> [EXERCISE AIM] Copy word for word the lines of the rows, from the line containing "Above you see an image. Your job: detect each owl" through the last line of the rows, inclusive.

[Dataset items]
------------------------------

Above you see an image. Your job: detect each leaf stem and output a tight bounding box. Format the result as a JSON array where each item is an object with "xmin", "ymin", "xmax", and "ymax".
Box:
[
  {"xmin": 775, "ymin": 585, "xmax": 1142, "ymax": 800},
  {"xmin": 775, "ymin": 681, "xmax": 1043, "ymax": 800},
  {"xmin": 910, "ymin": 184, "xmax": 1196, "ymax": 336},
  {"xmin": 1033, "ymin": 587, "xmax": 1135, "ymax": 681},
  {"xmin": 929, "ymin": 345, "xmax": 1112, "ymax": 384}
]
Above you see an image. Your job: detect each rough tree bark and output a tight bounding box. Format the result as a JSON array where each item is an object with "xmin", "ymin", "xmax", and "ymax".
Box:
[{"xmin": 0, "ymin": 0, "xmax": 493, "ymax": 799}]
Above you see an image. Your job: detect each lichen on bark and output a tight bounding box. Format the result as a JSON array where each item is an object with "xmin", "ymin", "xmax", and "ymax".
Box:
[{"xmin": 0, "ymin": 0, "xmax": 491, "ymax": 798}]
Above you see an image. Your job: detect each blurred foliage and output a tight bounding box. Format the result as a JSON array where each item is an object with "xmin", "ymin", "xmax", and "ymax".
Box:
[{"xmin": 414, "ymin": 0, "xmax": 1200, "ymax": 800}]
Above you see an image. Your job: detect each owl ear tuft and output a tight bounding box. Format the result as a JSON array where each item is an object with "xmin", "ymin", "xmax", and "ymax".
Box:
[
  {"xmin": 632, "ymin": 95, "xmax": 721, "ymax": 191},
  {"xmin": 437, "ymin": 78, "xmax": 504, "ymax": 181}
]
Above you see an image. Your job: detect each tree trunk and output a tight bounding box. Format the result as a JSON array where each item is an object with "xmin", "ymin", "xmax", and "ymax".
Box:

------------------------------

> [WRITTEN SOLUTION]
Above you see an image. Your job: detect each owl ear tuft and output a tight bounding box. Format the result as a JSON array where each item is an object with "xmin", "ymin", "xmax", and "ymax".
Box:
[
  {"xmin": 632, "ymin": 95, "xmax": 721, "ymax": 191},
  {"xmin": 437, "ymin": 78, "xmax": 504, "ymax": 181}
]
Above you see an image. Your job: detect each tree trunk and output a tight bounding box. Format the result as a JSON array where each item is an object with "xmin", "ymin", "xmax", and "ymax".
Box:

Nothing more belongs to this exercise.